— EXERCISE GOAL —
Print out every entry that follows, exactly as written.

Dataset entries
________________________________________
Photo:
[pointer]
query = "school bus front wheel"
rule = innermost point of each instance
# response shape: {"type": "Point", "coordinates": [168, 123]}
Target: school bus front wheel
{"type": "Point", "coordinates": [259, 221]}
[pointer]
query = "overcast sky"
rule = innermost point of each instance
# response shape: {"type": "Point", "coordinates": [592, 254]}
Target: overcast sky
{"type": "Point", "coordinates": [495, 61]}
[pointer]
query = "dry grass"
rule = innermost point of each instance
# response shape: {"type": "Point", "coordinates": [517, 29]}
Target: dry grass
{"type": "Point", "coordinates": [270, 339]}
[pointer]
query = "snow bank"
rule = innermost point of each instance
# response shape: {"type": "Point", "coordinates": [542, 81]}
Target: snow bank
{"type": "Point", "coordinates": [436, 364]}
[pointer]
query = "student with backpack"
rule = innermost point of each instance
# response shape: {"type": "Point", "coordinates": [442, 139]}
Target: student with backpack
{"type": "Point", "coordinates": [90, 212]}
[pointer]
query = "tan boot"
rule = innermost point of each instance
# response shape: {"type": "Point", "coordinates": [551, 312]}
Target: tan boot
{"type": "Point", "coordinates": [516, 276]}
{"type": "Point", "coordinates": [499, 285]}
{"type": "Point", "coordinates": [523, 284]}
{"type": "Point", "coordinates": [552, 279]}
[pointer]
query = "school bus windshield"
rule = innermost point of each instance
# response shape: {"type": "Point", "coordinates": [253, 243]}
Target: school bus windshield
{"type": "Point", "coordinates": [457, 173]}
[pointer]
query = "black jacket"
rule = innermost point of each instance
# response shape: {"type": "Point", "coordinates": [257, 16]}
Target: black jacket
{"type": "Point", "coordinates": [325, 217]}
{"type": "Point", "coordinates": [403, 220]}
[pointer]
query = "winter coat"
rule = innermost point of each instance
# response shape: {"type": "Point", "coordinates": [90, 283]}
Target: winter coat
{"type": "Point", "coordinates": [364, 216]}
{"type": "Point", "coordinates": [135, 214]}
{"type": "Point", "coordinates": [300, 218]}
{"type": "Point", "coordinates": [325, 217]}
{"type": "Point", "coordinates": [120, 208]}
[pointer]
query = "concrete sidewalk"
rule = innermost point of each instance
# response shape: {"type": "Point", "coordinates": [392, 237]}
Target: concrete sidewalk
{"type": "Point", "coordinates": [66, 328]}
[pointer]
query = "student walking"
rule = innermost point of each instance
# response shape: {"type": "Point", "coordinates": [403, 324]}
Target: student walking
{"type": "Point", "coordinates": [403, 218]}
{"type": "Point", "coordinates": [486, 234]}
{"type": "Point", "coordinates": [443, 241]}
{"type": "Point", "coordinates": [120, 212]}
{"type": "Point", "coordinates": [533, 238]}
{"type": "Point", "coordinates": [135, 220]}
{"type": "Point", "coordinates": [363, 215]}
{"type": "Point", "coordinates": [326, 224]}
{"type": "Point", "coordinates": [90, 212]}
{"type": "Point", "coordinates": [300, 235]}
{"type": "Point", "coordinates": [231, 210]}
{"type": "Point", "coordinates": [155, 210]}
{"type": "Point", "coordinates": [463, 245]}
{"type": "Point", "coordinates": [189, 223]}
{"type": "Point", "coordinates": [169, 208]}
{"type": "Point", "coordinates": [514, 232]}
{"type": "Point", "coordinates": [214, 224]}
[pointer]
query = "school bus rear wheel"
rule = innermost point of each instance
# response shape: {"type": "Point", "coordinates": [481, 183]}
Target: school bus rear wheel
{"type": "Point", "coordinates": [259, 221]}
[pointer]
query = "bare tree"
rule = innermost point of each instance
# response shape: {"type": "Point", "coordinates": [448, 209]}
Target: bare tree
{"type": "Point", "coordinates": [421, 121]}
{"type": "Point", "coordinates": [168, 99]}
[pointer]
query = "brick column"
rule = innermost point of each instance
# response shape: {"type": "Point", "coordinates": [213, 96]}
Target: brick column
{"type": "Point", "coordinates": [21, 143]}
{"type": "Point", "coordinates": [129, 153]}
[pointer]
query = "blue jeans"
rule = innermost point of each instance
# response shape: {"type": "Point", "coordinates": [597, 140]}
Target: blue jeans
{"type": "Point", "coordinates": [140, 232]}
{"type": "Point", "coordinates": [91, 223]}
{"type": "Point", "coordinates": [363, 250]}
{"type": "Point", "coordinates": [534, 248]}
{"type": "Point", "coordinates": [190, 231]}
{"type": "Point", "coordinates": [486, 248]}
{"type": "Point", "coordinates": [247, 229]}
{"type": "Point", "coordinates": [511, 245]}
________________________________________
— RESPONSE FOR THIS EXERCISE —
Photo:
[pointer]
query = "school bus front wheel"
rule = innermost point of each instance
# response shape: {"type": "Point", "coordinates": [168, 123]}
Target: school bus front wheel
{"type": "Point", "coordinates": [259, 221]}
[pointer]
query = "overcast sky"
rule = innermost point of each instance
# response shape: {"type": "Point", "coordinates": [592, 254]}
Target: overcast sky
{"type": "Point", "coordinates": [495, 61]}
[pointer]
query = "dry grass"
rule = innermost point of each instance
# response shape: {"type": "Point", "coordinates": [517, 29]}
Target: dry grass
{"type": "Point", "coordinates": [270, 339]}
[pointer]
query = "snow bank"
rule = innermost point of each instance
# response shape: {"type": "Point", "coordinates": [542, 81]}
Target: snow bank
{"type": "Point", "coordinates": [436, 364]}
[pointer]
query = "student with backpack"
rule = innermost point of each instance
# response shape: {"type": "Point", "coordinates": [442, 139]}
Target: student with backpack
{"type": "Point", "coordinates": [90, 212]}
[pointer]
query = "tan boot"
rule = innermost point of each instance
# response shape: {"type": "Point", "coordinates": [551, 312]}
Target: tan boot
{"type": "Point", "coordinates": [516, 276]}
{"type": "Point", "coordinates": [499, 285]}
{"type": "Point", "coordinates": [523, 284]}
{"type": "Point", "coordinates": [552, 279]}
[pointer]
query = "school bus windshield"
rule = innermost point of each instance
# response shape: {"type": "Point", "coordinates": [253, 243]}
Target: school bus windshield
{"type": "Point", "coordinates": [457, 173]}
[pointer]
query = "black jacket"
rule = innermost point of each instance
# response shape: {"type": "Point", "coordinates": [257, 16]}
Target: black jacket
{"type": "Point", "coordinates": [325, 217]}
{"type": "Point", "coordinates": [403, 220]}
[pointer]
query = "winter coat"
rule = innermost point of each instance
# response shape: {"type": "Point", "coordinates": [90, 283]}
Target: winter coat
{"type": "Point", "coordinates": [364, 216]}
{"type": "Point", "coordinates": [135, 214]}
{"type": "Point", "coordinates": [300, 218]}
{"type": "Point", "coordinates": [325, 217]}
{"type": "Point", "coordinates": [120, 208]}
[pointer]
query = "concrete sidewalk"
rule = innermost point of each instance
# response shape: {"type": "Point", "coordinates": [392, 237]}
Target: concrete sidewalk
{"type": "Point", "coordinates": [66, 328]}
[pointer]
query = "student walking"
rule = innermost point of each instance
# response shape: {"type": "Point", "coordinates": [403, 324]}
Target: student walking
{"type": "Point", "coordinates": [403, 218]}
{"type": "Point", "coordinates": [486, 234]}
{"type": "Point", "coordinates": [443, 241]}
{"type": "Point", "coordinates": [120, 212]}
{"type": "Point", "coordinates": [533, 238]}
{"type": "Point", "coordinates": [135, 220]}
{"type": "Point", "coordinates": [363, 215]}
{"type": "Point", "coordinates": [326, 224]}
{"type": "Point", "coordinates": [90, 212]}
{"type": "Point", "coordinates": [300, 235]}
{"type": "Point", "coordinates": [231, 210]}
{"type": "Point", "coordinates": [155, 210]}
{"type": "Point", "coordinates": [463, 245]}
{"type": "Point", "coordinates": [189, 223]}
{"type": "Point", "coordinates": [169, 208]}
{"type": "Point", "coordinates": [514, 232]}
{"type": "Point", "coordinates": [214, 224]}
[pointer]
query = "school bus rear wheel"
rule = innermost point of each instance
# response shape: {"type": "Point", "coordinates": [481, 183]}
Target: school bus rear wheel
{"type": "Point", "coordinates": [259, 221]}
[pointer]
query = "bare tree"
rule = innermost point of each instance
# response shape: {"type": "Point", "coordinates": [448, 209]}
Target: bare tree
{"type": "Point", "coordinates": [421, 121]}
{"type": "Point", "coordinates": [168, 99]}
[pointer]
query = "brick column"
rule = innermost point of each instance
# response shape: {"type": "Point", "coordinates": [213, 96]}
Target: brick column
{"type": "Point", "coordinates": [21, 143]}
{"type": "Point", "coordinates": [129, 153]}
[pointer]
query = "blue jeans"
rule = innermost point of each instance
# response shape: {"type": "Point", "coordinates": [597, 140]}
Target: blue jeans
{"type": "Point", "coordinates": [140, 232]}
{"type": "Point", "coordinates": [91, 223]}
{"type": "Point", "coordinates": [363, 250]}
{"type": "Point", "coordinates": [534, 248]}
{"type": "Point", "coordinates": [190, 231]}
{"type": "Point", "coordinates": [486, 248]}
{"type": "Point", "coordinates": [247, 229]}
{"type": "Point", "coordinates": [511, 245]}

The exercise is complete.